Passage to read:
Social media influence remains high, but shoppers are wary of social commerce


Shoppers are more influenced by social media than ever, but social commerce has yet to see widespread adoption, according to new research. SUMO Heavy, the digital commerce strategy firm, polled 1,046 adults (in the U.S.) to evaluate social media’s impact on consumer shopping habits and better understand the role of emerging technology in the future of social commerce and eCommerce.


Earlier this year, Facebook was put under a microscope when the social media network’s data practices were called into question. This so-called “data scandal,” along with a few other issues, left some critics wondering if the social media giant could ever regain the trust of its one billion-plus users. But despite the controversy, Facebook has fared just fine. In fact, 67 percent of consumers still use the social network regularly—though the percentage has dropped significantly from 79 percent in 2016 (Instagram and Snapchat are the next most popular social media platforms with 38 percent and 25 percent, respectively.).

Consumers aren’t just using social media for recreation. These platforms also serve as useful tools for determining what to buy and where. Nearly half (48 percent) of all consumers say they’ve purchased products or services discovered through social media, a six percent increase in the last two years. Influence isn’t just limited to the discovery stage, however. Fifty-five percent of shoppers say social influences a purchasing decision, even if it’s not where the product or service is found.

What to work on:
1) List every social media platform the social commerce article names.
2) Copy the social commerce article starting at "Earlier this year, Facebook" and ending at "25 percent, respectively.).", putting "the network" wherever "Facebook" appears.

Information:

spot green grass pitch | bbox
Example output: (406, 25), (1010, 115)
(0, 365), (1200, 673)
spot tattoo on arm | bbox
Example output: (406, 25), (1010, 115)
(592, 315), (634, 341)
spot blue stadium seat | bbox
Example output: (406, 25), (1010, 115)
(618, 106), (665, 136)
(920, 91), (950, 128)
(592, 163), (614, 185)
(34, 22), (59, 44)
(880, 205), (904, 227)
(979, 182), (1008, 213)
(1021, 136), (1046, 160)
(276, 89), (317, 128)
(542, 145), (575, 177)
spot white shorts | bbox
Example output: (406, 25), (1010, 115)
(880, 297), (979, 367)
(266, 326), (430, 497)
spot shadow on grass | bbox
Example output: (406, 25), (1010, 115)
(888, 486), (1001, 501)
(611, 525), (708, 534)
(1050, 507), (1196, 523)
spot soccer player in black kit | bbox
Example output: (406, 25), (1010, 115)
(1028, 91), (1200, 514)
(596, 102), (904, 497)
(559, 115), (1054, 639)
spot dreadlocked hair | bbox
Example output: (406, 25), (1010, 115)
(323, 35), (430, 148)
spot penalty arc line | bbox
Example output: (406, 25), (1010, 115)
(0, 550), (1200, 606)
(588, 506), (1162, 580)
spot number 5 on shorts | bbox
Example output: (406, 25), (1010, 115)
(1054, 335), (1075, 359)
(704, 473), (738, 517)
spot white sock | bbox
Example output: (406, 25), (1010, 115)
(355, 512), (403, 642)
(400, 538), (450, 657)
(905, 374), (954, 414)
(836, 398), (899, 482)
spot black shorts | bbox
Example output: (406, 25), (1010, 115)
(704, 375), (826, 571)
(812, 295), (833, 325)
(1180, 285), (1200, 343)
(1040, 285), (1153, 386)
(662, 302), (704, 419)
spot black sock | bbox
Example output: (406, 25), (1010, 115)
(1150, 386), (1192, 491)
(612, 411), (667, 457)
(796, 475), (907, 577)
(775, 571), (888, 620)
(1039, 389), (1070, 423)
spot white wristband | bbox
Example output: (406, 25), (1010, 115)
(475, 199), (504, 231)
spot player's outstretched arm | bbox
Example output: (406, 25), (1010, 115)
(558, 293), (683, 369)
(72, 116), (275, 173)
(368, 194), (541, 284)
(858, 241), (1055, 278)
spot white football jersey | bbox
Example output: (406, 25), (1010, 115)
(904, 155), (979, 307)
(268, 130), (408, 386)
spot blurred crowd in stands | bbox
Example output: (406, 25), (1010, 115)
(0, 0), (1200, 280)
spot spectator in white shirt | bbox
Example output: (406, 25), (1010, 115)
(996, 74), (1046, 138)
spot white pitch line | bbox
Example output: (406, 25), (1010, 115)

Results for each task:
1) Facebook, Instagram, Snapchat

2)
Earlier this year, the network was put under a microscope when the social media network’s data practices were called into question. This so-called “data scandal,” along with a few other issues, left some critics wondering if the social media giant could ever regain the trust of its one billion-plus users. But despite the controversy, the network has fared just fine. In fact, 67 percent of consumers still use the social network regularly—though the percentage has dropped significantly from 79 percent in 2016 (Instagram and Snapchat are the next most popular social media platforms with 38 percent and 25 percent, respectively.).